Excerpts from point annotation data
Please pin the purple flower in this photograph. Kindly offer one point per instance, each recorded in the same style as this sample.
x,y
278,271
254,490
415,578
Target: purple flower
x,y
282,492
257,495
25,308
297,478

Problem to work on:
Recast every line of the data above as a Markdown table with the columns Row and Line. Number each row and skip any blank lines.

Right answer:
| Row | Line |
|---|---|
| 1 | Please pin the purple flower in this photograph. Kindly offer one point per instance, each recorded in the same style as this sample. |
| 2 | x,y |
| 3 | 278,271 |
| 4 | 254,490 |
| 5 | 415,578 |
| 6 | Target: purple flower |
| 7 | x,y |
| 8 | 282,492 |
| 9 | 257,495 |
| 10 | 25,308 |
| 11 | 297,478 |